DIRECTIONS. Swap every "Object Detection Record" in the data below for "Detection Entry", and write the lines out again with nothing else altered.
** Start of INPUT MATERIAL **
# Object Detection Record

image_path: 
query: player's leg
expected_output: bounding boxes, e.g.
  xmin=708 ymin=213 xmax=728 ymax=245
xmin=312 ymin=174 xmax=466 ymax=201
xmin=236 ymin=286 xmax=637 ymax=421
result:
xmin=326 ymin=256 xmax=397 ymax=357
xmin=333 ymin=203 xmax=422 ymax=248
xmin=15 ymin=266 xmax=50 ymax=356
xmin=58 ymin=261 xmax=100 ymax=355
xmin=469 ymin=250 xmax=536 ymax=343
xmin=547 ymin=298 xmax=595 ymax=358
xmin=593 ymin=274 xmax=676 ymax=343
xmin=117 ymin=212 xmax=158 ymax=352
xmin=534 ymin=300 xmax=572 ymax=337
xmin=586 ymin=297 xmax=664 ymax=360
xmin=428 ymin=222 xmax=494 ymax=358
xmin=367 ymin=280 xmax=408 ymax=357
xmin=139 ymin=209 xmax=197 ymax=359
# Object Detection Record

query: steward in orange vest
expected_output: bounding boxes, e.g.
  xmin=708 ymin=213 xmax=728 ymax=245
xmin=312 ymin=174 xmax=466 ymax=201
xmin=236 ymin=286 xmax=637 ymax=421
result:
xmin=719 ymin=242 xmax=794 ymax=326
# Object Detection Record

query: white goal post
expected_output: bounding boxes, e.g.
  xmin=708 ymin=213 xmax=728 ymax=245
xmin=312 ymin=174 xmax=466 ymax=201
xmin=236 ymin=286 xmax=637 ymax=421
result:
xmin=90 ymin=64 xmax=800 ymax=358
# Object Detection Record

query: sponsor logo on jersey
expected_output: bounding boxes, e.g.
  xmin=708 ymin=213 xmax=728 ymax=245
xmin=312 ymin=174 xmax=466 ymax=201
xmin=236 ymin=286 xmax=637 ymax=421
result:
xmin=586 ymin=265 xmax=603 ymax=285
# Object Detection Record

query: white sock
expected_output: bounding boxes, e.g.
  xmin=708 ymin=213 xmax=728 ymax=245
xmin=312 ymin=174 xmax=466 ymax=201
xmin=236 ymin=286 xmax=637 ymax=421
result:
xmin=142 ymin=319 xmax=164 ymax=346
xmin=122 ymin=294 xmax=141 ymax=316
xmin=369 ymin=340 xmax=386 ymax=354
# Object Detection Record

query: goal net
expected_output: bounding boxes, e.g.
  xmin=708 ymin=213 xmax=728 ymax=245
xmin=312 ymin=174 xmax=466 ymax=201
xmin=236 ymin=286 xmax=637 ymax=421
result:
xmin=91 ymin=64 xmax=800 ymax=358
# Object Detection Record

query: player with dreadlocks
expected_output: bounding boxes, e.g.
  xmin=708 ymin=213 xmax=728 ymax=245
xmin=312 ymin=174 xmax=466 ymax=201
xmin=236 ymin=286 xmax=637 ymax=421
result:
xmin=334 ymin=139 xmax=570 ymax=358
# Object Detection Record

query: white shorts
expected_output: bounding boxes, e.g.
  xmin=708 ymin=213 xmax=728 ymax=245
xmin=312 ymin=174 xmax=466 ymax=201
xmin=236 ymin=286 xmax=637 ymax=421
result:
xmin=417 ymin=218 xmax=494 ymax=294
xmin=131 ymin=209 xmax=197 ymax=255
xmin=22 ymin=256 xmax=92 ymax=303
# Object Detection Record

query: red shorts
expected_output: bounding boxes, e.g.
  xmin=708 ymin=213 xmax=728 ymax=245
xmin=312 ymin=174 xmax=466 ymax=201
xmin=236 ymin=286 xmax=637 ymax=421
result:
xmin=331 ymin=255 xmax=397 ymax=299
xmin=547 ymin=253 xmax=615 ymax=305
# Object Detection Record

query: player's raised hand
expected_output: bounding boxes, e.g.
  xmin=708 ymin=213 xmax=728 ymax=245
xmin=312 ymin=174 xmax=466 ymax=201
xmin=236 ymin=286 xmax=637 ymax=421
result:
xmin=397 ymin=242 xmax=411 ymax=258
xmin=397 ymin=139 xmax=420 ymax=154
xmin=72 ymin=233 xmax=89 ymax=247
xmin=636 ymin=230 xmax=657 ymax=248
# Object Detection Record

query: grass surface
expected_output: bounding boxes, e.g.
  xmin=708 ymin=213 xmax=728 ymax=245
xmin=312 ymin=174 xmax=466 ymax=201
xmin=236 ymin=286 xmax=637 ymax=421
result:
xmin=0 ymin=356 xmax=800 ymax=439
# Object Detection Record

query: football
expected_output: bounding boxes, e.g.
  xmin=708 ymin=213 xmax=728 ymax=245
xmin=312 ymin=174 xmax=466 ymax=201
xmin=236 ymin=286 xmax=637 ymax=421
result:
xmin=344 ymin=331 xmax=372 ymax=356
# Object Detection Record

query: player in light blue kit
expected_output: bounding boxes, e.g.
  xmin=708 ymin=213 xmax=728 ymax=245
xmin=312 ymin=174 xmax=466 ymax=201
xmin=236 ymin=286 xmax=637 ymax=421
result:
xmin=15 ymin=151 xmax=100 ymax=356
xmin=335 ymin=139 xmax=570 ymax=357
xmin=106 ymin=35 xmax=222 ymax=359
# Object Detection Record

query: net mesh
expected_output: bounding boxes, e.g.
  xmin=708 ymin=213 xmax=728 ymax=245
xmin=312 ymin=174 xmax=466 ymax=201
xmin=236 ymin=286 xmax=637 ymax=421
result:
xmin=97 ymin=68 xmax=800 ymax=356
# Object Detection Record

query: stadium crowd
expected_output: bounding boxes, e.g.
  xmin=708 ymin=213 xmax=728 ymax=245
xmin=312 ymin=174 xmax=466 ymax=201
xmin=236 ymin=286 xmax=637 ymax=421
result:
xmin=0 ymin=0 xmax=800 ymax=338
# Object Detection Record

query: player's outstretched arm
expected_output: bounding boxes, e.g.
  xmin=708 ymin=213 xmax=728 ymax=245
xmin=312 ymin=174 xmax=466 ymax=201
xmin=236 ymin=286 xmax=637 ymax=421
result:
** End of INPUT MATERIAL **
RIGHT ANSWER.
# Detection Entry

image_path: 
query: player's leg
expected_output: bounding boxes, e.g.
  xmin=708 ymin=213 xmax=728 ymax=245
xmin=312 ymin=174 xmax=466 ymax=201
xmin=236 ymin=286 xmax=637 ymax=421
result:
xmin=326 ymin=256 xmax=397 ymax=357
xmin=333 ymin=203 xmax=422 ymax=248
xmin=15 ymin=266 xmax=50 ymax=356
xmin=58 ymin=261 xmax=100 ymax=355
xmin=469 ymin=250 xmax=536 ymax=343
xmin=547 ymin=298 xmax=595 ymax=358
xmin=593 ymin=274 xmax=676 ymax=343
xmin=117 ymin=212 xmax=158 ymax=352
xmin=534 ymin=300 xmax=572 ymax=337
xmin=586 ymin=297 xmax=664 ymax=360
xmin=428 ymin=222 xmax=494 ymax=358
xmin=367 ymin=280 xmax=408 ymax=357
xmin=139 ymin=209 xmax=197 ymax=359
# Detection Entry

query: steward in orange vest
expected_output: bounding boxes, e.g.
  xmin=708 ymin=213 xmax=728 ymax=245
xmin=312 ymin=174 xmax=466 ymax=201
xmin=236 ymin=286 xmax=637 ymax=421
result:
xmin=719 ymin=242 xmax=794 ymax=326
# Detection Entry

query: white goal post
expected_output: bounding boxes, e.g.
  xmin=708 ymin=213 xmax=728 ymax=245
xmin=312 ymin=174 xmax=466 ymax=201
xmin=236 ymin=286 xmax=637 ymax=421
result:
xmin=90 ymin=64 xmax=800 ymax=358
# Detection Entry

query: sponsor logo on jersey
expected_output: bounding boxes, e.g.
  xmin=708 ymin=213 xmax=728 ymax=245
xmin=312 ymin=174 xmax=466 ymax=201
xmin=236 ymin=286 xmax=637 ymax=421
result:
xmin=586 ymin=265 xmax=603 ymax=285
# Detection Entry

query: white sock
expected_output: bounding boxes, e.g.
  xmin=708 ymin=213 xmax=728 ymax=245
xmin=312 ymin=174 xmax=466 ymax=201
xmin=236 ymin=286 xmax=637 ymax=421
result:
xmin=142 ymin=319 xmax=164 ymax=346
xmin=122 ymin=294 xmax=141 ymax=316
xmin=369 ymin=340 xmax=386 ymax=354
# Detection Entry

query: goal net
expected_output: bounding boxes, e.g.
  xmin=708 ymin=213 xmax=728 ymax=245
xmin=312 ymin=174 xmax=466 ymax=201
xmin=236 ymin=286 xmax=637 ymax=421
result:
xmin=91 ymin=64 xmax=800 ymax=358
# Detection Entry

query: player with dreadlocks
expected_output: bounding boxes, e.g.
  xmin=708 ymin=213 xmax=728 ymax=245
xmin=312 ymin=174 xmax=466 ymax=201
xmin=236 ymin=286 xmax=637 ymax=421
result:
xmin=334 ymin=139 xmax=570 ymax=358
# Detection Entry

query: white shorts
expected_output: bounding boxes, e.g.
  xmin=708 ymin=213 xmax=728 ymax=245
xmin=312 ymin=174 xmax=466 ymax=201
xmin=236 ymin=286 xmax=637 ymax=421
result:
xmin=417 ymin=218 xmax=494 ymax=294
xmin=131 ymin=209 xmax=197 ymax=255
xmin=22 ymin=256 xmax=92 ymax=303
# Detection Entry

query: red shorts
expected_output: bounding boxes, e.g.
  xmin=708 ymin=213 xmax=728 ymax=245
xmin=312 ymin=174 xmax=466 ymax=201
xmin=236 ymin=286 xmax=637 ymax=421
result:
xmin=331 ymin=255 xmax=397 ymax=299
xmin=547 ymin=253 xmax=615 ymax=305
# Detection Entry

query: player's raised hand
expected_output: bounding boxes, e.g.
  xmin=708 ymin=213 xmax=728 ymax=245
xmin=312 ymin=174 xmax=466 ymax=201
xmin=236 ymin=286 xmax=637 ymax=421
result:
xmin=397 ymin=242 xmax=411 ymax=258
xmin=397 ymin=139 xmax=420 ymax=154
xmin=72 ymin=233 xmax=89 ymax=247
xmin=636 ymin=230 xmax=657 ymax=248
# Detection Entry

query: grass surface
expected_output: bounding boxes, e.g.
  xmin=708 ymin=213 xmax=728 ymax=245
xmin=312 ymin=174 xmax=466 ymax=201
xmin=236 ymin=286 xmax=637 ymax=421
result:
xmin=0 ymin=356 xmax=800 ymax=439
# Detection Entry

query: football
expected_output: bounding boxes, e.g.
  xmin=708 ymin=213 xmax=728 ymax=245
xmin=312 ymin=174 xmax=466 ymax=201
xmin=236 ymin=286 xmax=637 ymax=421
result:
xmin=344 ymin=331 xmax=372 ymax=356
# Detection Entry

query: player in light blue kit
expected_output: bounding boxes, e.g.
  xmin=708 ymin=213 xmax=728 ymax=245
xmin=312 ymin=174 xmax=466 ymax=201
xmin=236 ymin=286 xmax=637 ymax=421
result:
xmin=15 ymin=151 xmax=100 ymax=356
xmin=335 ymin=139 xmax=570 ymax=357
xmin=106 ymin=35 xmax=222 ymax=359
# Detection Entry

query: net mesh
expected_output: bounding boxes, e.g.
  xmin=708 ymin=213 xmax=728 ymax=245
xmin=312 ymin=174 xmax=466 ymax=201
xmin=236 ymin=286 xmax=637 ymax=421
result:
xmin=97 ymin=68 xmax=800 ymax=356
# Detection Entry

query: stadium crowd
expected_output: bounding boxes, e.g.
  xmin=708 ymin=213 xmax=728 ymax=245
xmin=312 ymin=174 xmax=466 ymax=201
xmin=236 ymin=286 xmax=637 ymax=421
result:
xmin=0 ymin=0 xmax=800 ymax=338
# Detection Entry

query: player's outstretched arm
expected_output: bounding boxes, e.g.
  xmin=708 ymin=213 xmax=728 ymax=245
xmin=312 ymin=174 xmax=466 ymax=201
xmin=236 ymin=286 xmax=637 ymax=421
result:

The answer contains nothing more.